# Task to complete
Would you give all of the records again, exactly as they read?
[Record excerpts — start]
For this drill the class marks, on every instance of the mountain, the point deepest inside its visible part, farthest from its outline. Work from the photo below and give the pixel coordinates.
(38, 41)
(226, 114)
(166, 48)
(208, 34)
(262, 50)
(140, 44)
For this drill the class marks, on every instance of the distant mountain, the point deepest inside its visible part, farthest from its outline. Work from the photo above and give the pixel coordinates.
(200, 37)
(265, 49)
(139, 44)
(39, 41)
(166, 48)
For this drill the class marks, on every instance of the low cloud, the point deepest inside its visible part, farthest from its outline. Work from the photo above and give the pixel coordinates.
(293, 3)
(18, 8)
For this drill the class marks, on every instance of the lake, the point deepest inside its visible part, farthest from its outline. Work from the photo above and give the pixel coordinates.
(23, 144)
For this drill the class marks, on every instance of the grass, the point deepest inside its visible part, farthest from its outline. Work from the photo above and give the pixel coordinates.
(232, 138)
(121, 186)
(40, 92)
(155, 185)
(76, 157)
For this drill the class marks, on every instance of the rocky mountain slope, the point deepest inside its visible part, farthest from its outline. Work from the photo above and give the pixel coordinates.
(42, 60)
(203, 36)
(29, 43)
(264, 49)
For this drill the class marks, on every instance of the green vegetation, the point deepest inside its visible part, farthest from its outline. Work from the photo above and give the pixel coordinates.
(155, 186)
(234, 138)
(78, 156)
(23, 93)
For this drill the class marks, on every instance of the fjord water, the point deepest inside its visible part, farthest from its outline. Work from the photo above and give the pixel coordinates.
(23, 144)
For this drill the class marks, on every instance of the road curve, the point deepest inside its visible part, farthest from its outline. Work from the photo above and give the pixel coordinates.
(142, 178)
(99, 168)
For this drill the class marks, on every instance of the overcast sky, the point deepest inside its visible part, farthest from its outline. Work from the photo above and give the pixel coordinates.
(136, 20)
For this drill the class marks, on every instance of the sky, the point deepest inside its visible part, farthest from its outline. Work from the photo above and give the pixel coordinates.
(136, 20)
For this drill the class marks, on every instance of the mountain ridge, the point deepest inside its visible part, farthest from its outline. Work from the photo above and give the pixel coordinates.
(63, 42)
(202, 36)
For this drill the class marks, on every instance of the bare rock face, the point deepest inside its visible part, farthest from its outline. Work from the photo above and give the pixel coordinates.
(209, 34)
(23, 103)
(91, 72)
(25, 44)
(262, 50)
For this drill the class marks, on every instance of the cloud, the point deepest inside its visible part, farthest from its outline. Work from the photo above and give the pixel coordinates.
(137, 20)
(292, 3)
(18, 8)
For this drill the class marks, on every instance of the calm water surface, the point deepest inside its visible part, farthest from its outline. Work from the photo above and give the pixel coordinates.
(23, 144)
[Record excerpts — finish]
# Response below
For this drill the class marks, on every instance of the mountain, the point deepest inside its visible part, farthest from its outline. Work from the photo below and give the pixel coordinates.
(38, 41)
(226, 114)
(166, 48)
(208, 34)
(262, 50)
(140, 44)
For this drill the class marks, on every instance of the distant mountain, the point deepest inside its visible part, farthest from its outline. Work from the photo above and give the pixel coordinates.
(200, 37)
(265, 49)
(139, 44)
(39, 41)
(166, 48)
For this drill the class marks, on every instance of the low cloud, the point deepest inside its visible part, farthest from its outline. Work from the photo above and give the pixel coordinates.
(293, 3)
(18, 8)
For this drill the class marks, on every instance of the lake, the point deepest inside its visible part, farthest from its outline. Work from the photo above and give the pixel coordinates.
(23, 144)
For this drill the class marks, on every instance of the grass, the point deepest inside its visible part, farthest from its outline. Work from the photo above and give the pixel coordinates.
(232, 138)
(121, 186)
(40, 92)
(155, 185)
(76, 157)
For this drill the class marks, on every instance of the rocky mountain slope, the point deepest inside its visible part, farthest from its outline. Work from the photo above and give the pixel coordinates.
(42, 60)
(203, 36)
(29, 43)
(264, 49)
For this drill the class marks, on every instance of the green vegetation, the point deepest inside its visible part, farthest from its outline. Work from the photo above and give the pixel coordinates.
(155, 186)
(234, 138)
(78, 156)
(23, 93)
For this drill the class marks, on every instance of the fjord water, the point deepest inside its visible part, farthest from its outline. Work from the photo above and give the pixel coordinates.
(23, 144)
For this drill the class marks, on every instance of the road curve, the point deepest inside its visible part, farthest from its outline. Work from the photo above and give the pixel coordinates.
(142, 178)
(99, 168)
For this drill the class marks, on every instance of the overcast sky, the point deepest inside its visible part, farthest from its outline. Work from the photo above and give the pixel coordinates.
(136, 20)
For this drill the class marks, on every instance of the sky, the point deepest inside its visible part, farthest from its outline. Work from the photo above and give the pixel coordinates.
(136, 20)
For this drill the class marks, on every instance of the mountain ridge, the point deepest inside its visible part, farthest from its outline. Work from the photo above and give the pixel coordinates.
(63, 42)
(202, 36)
For this drill the class marks, on every instance of the bare rock face, the point deepest inside its visible part, farthest from its outline. Work from the photo above and give the pixel coordinates.
(209, 34)
(23, 103)
(91, 72)
(25, 44)
(262, 50)
For this drill the class marks, on every instance of the cloud, the point deepest inside its visible part, farthest from its outline. Work from the photo above and give the pixel coordinates.
(137, 20)
(292, 3)
(18, 8)
For this drill the class marks, on every instance of the calm water surface, the point deepest inside its visible part, farthest from its outline. Work from the photo above and give the pixel coordinates.
(23, 144)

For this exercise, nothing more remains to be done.